__Problem to work on__
Repeat exactly the lines from the one containing "In this screenshot, identify the brown" through the last line of the records below, both included, and nothing else.

__Records supplied__
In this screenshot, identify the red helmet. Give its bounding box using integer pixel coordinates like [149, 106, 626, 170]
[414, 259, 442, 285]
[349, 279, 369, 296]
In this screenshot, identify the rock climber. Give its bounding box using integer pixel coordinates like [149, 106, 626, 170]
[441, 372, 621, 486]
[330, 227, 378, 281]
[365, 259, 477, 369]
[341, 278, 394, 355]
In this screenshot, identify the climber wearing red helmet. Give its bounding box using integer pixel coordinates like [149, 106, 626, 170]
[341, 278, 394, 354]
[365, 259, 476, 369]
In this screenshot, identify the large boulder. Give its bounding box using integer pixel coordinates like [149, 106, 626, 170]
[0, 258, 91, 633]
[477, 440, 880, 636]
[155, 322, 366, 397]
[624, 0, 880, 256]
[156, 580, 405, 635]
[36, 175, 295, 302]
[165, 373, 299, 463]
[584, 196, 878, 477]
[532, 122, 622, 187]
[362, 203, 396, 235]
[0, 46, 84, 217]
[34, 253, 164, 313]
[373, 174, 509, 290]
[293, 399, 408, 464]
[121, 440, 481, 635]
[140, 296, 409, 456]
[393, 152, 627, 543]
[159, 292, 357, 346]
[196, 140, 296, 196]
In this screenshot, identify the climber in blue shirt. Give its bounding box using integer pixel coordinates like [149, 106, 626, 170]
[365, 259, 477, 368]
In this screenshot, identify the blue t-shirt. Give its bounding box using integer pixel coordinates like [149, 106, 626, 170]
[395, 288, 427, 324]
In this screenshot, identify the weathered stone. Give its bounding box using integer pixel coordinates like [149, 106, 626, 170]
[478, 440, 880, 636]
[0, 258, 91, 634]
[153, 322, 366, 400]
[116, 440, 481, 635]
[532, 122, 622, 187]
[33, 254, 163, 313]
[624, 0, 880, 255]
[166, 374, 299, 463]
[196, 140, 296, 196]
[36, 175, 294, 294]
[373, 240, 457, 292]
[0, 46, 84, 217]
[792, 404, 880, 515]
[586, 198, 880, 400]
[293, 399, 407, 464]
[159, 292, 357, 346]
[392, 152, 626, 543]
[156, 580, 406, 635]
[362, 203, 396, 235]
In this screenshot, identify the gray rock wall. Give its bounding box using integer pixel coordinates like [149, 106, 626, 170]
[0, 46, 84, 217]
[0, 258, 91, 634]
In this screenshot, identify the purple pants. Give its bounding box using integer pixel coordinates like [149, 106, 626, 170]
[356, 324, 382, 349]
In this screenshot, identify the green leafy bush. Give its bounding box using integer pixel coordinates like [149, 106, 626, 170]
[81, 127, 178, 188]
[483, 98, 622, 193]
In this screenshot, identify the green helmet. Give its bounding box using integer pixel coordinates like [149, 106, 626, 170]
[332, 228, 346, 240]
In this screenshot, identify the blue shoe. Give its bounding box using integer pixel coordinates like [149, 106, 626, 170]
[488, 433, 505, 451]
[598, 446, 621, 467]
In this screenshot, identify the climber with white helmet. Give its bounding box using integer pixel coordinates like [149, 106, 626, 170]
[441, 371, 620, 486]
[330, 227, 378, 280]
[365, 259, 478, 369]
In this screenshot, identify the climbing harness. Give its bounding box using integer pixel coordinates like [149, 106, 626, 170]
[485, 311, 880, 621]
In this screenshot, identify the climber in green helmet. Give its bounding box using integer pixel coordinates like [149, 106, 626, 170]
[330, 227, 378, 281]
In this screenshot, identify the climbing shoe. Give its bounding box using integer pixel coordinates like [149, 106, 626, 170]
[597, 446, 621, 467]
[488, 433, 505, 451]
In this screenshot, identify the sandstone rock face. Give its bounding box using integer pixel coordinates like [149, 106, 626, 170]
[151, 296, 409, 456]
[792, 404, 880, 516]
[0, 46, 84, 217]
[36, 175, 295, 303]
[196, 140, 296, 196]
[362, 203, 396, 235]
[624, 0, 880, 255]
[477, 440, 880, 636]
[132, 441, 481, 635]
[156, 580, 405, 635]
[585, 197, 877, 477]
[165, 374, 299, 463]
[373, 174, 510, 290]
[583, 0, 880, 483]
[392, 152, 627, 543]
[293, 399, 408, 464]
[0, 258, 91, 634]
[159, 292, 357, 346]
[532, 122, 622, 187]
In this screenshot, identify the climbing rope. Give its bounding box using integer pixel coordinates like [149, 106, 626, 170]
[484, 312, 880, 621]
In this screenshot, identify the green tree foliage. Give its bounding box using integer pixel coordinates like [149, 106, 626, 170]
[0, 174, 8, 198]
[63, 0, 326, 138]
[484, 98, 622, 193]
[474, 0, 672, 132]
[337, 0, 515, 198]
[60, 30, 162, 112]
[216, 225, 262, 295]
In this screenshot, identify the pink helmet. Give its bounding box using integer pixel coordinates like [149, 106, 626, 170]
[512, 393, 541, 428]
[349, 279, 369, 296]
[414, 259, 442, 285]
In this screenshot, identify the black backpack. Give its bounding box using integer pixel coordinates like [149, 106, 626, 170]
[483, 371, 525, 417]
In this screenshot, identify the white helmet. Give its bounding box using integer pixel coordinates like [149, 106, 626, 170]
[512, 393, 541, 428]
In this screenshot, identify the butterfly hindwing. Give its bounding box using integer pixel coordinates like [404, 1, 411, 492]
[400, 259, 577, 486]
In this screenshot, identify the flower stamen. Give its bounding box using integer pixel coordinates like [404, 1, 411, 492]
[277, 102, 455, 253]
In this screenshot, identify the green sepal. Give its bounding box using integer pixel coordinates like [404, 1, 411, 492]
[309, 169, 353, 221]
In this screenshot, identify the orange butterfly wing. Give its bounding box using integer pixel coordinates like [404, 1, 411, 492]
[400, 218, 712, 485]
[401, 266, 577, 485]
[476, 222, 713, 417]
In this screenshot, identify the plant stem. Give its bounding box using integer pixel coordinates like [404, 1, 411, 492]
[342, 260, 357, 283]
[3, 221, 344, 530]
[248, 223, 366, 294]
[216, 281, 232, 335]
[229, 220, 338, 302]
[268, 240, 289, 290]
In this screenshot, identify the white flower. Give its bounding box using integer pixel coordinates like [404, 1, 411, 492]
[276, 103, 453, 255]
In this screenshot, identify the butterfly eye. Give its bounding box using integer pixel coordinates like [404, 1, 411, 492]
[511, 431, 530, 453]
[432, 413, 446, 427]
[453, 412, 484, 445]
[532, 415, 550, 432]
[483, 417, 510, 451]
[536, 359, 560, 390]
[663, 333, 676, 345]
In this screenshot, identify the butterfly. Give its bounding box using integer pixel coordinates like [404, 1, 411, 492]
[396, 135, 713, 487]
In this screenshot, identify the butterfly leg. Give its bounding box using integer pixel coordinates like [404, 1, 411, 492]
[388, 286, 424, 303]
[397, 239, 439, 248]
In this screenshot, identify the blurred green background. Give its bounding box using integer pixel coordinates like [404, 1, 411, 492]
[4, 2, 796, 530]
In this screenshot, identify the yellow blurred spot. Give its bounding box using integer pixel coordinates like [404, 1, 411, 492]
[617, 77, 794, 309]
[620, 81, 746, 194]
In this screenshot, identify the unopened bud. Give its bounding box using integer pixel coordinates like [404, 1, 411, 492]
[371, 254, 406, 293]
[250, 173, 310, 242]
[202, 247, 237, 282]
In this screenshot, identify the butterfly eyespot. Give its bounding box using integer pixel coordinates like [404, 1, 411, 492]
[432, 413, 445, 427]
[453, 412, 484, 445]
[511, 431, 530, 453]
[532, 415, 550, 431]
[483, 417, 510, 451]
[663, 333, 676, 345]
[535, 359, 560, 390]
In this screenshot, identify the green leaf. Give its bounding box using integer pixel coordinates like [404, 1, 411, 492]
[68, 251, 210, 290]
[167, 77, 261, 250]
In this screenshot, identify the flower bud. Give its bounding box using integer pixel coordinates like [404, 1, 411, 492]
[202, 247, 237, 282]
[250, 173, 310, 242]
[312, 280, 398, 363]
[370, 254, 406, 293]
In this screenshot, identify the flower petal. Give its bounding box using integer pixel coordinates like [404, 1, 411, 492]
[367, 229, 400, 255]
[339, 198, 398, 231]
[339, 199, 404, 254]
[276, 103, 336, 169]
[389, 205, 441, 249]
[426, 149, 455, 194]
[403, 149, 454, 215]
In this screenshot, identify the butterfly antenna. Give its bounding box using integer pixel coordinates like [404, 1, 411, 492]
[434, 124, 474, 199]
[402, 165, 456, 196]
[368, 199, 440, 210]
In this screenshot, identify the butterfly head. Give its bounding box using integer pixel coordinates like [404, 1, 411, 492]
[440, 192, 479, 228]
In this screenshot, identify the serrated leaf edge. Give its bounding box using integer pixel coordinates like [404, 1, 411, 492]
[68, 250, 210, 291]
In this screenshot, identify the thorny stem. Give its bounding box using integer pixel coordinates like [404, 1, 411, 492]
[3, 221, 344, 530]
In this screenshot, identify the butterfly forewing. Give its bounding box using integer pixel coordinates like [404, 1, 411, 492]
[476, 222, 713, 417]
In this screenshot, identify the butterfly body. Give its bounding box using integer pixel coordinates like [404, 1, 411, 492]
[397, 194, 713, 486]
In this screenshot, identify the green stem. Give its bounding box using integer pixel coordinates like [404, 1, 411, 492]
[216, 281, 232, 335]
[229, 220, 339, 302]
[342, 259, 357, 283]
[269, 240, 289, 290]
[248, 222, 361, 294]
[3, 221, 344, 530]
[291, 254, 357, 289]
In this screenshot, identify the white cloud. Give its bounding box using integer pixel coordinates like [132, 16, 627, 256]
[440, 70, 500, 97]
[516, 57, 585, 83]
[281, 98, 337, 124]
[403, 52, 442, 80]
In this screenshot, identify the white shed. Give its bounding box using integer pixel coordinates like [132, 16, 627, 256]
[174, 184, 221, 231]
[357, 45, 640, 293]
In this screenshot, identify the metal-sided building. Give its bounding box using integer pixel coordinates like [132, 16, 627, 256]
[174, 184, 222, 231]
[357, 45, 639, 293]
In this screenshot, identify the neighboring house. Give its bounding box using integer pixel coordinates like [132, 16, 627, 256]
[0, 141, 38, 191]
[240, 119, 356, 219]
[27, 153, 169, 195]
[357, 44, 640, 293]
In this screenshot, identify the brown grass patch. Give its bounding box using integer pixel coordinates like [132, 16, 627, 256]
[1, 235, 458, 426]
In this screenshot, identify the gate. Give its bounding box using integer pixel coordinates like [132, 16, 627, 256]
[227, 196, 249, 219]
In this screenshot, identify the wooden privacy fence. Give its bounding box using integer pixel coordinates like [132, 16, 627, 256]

__Solution to this task__
In this screenshot, identify the brown grass patch. Give its bounding box using integer pixel coordinates like [132, 16, 627, 256]
[1, 235, 458, 426]
In this screenshot, identify the gate. Give its bounding box using integer pixel coordinates like [132, 16, 627, 256]
[227, 196, 249, 219]
In this screenshot, identify the wooden privacy fence. Give its bounding box using integer pixel coordinates like [132, 16, 627, 256]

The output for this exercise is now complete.